#### Problem:
Nothing but the lines from the one with "One marker serves each instance of the waving" through the end of the records below should be written out, and each must match word for word.

#### Input for this task:

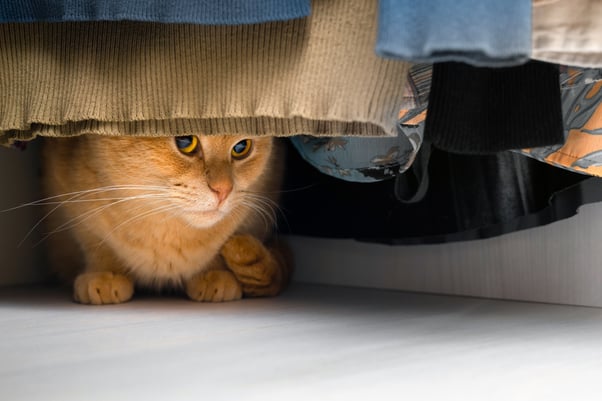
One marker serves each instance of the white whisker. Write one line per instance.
(132, 219)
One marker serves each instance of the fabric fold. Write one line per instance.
(222, 12)
(316, 75)
(568, 32)
(484, 33)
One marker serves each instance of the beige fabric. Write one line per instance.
(568, 32)
(318, 76)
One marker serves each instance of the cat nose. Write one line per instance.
(221, 189)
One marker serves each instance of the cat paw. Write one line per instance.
(255, 267)
(214, 286)
(100, 288)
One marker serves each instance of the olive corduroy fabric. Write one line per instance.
(318, 75)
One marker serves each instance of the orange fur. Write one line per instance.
(155, 217)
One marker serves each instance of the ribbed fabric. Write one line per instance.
(220, 12)
(568, 32)
(317, 76)
(486, 33)
(485, 110)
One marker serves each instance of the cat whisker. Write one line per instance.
(99, 209)
(73, 196)
(85, 216)
(134, 218)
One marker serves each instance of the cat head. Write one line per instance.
(201, 179)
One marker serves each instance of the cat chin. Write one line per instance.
(203, 219)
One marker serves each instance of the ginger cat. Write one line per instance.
(188, 212)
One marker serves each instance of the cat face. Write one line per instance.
(200, 179)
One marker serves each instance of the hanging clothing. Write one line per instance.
(370, 159)
(484, 110)
(568, 32)
(469, 197)
(582, 114)
(317, 75)
(222, 12)
(485, 33)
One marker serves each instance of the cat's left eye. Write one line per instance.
(242, 149)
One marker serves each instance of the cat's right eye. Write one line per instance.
(187, 144)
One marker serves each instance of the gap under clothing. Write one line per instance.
(486, 33)
(222, 12)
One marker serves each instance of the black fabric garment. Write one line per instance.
(476, 110)
(469, 197)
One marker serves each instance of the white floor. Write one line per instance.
(312, 343)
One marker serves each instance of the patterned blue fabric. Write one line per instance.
(368, 159)
(484, 33)
(211, 12)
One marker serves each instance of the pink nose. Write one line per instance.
(221, 190)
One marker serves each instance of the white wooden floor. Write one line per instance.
(312, 343)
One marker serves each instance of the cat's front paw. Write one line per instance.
(214, 286)
(100, 288)
(259, 271)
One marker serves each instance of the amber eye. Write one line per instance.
(242, 149)
(187, 144)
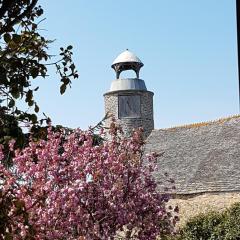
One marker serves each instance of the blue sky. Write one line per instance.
(188, 48)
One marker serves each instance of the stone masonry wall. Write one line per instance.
(192, 205)
(128, 124)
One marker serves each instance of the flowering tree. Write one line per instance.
(66, 187)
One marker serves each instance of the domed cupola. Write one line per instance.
(128, 99)
(127, 61)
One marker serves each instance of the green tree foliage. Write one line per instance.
(213, 226)
(24, 57)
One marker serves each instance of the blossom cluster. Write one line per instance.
(68, 187)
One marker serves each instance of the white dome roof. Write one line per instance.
(126, 56)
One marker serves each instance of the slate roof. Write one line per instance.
(202, 157)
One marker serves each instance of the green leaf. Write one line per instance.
(36, 109)
(63, 88)
(33, 118)
(29, 96)
(30, 103)
(7, 37)
(34, 72)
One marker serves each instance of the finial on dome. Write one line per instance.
(127, 61)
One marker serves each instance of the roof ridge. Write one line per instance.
(202, 124)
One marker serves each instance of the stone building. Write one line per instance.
(128, 99)
(202, 158)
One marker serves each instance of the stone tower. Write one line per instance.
(128, 99)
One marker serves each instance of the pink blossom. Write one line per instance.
(68, 188)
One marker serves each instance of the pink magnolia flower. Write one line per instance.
(66, 187)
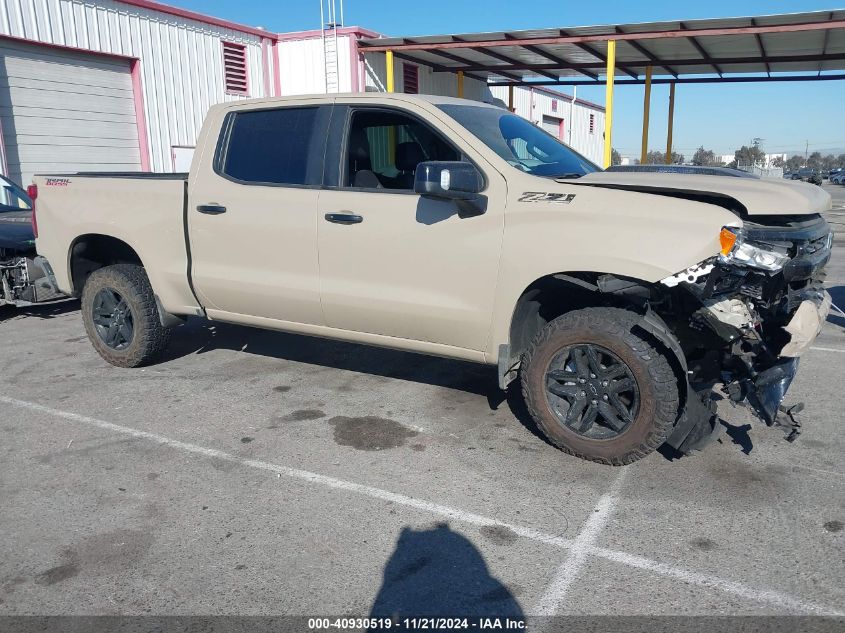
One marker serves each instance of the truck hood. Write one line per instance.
(749, 196)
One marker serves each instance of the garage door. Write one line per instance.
(552, 125)
(65, 111)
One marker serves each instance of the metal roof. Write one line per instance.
(775, 46)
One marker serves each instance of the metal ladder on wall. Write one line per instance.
(329, 24)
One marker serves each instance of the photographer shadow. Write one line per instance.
(440, 573)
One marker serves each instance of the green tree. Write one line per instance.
(828, 162)
(746, 155)
(704, 157)
(794, 162)
(655, 157)
(615, 157)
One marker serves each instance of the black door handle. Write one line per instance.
(211, 209)
(344, 218)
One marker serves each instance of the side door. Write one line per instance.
(392, 262)
(251, 213)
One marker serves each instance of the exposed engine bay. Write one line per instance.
(744, 317)
(26, 279)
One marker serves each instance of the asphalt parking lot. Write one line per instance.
(257, 473)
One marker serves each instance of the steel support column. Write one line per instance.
(646, 112)
(671, 123)
(608, 98)
(388, 56)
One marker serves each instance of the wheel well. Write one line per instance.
(549, 297)
(92, 252)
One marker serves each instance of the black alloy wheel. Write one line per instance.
(592, 392)
(113, 319)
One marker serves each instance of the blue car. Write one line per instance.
(25, 278)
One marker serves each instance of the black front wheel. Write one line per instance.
(598, 387)
(121, 316)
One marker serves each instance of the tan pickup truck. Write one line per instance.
(450, 227)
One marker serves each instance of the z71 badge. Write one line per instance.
(542, 196)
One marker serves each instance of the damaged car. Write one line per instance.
(25, 278)
(620, 301)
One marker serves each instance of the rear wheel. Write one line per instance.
(121, 317)
(598, 388)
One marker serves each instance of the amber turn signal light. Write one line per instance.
(727, 239)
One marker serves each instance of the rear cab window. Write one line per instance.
(280, 146)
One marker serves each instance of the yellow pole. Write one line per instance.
(671, 122)
(608, 102)
(646, 111)
(389, 60)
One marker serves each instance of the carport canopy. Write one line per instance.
(787, 47)
(775, 46)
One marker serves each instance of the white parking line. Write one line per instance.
(776, 598)
(580, 550)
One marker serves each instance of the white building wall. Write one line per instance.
(534, 104)
(303, 69)
(180, 59)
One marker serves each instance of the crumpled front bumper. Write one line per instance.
(769, 387)
(806, 324)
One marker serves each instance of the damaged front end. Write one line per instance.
(743, 319)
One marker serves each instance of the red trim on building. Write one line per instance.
(3, 163)
(277, 65)
(354, 68)
(140, 116)
(199, 17)
(265, 67)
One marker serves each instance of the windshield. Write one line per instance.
(519, 142)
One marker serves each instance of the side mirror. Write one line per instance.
(452, 180)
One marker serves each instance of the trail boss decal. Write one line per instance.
(541, 196)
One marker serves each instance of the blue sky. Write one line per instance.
(720, 117)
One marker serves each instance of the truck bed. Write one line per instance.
(146, 211)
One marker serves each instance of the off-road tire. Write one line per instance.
(616, 330)
(149, 338)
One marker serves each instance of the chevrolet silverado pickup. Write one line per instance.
(621, 301)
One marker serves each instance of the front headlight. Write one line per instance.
(735, 250)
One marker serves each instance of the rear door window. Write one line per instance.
(283, 146)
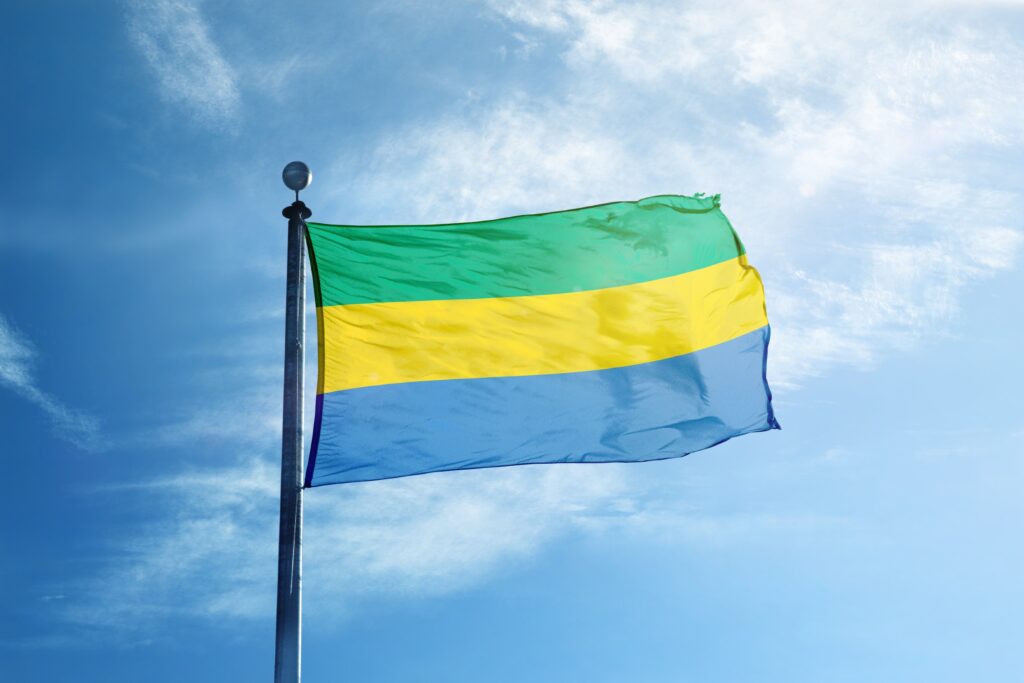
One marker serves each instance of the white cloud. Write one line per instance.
(866, 154)
(215, 557)
(174, 38)
(855, 146)
(16, 358)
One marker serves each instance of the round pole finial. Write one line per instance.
(297, 176)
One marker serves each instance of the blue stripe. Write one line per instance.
(666, 409)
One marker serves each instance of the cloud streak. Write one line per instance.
(867, 155)
(174, 39)
(16, 359)
(215, 557)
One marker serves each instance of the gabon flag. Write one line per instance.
(624, 332)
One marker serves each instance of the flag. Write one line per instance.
(623, 332)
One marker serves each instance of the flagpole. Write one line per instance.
(288, 652)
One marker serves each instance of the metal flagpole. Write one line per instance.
(288, 654)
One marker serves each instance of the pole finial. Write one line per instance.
(297, 176)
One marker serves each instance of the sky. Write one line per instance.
(868, 154)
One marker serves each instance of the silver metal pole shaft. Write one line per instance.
(288, 658)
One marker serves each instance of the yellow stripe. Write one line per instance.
(383, 343)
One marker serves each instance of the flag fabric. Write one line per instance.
(624, 332)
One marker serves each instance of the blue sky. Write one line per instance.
(868, 155)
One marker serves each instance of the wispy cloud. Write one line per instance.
(215, 556)
(16, 359)
(174, 39)
(866, 154)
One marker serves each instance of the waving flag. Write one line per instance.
(623, 332)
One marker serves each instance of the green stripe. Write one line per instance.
(610, 245)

#### Answer box:
One marker serves each instance of the waving flag. Write one line per instance.
(623, 332)
One marker serves each instance of the green stripe. Write one line per instance.
(610, 245)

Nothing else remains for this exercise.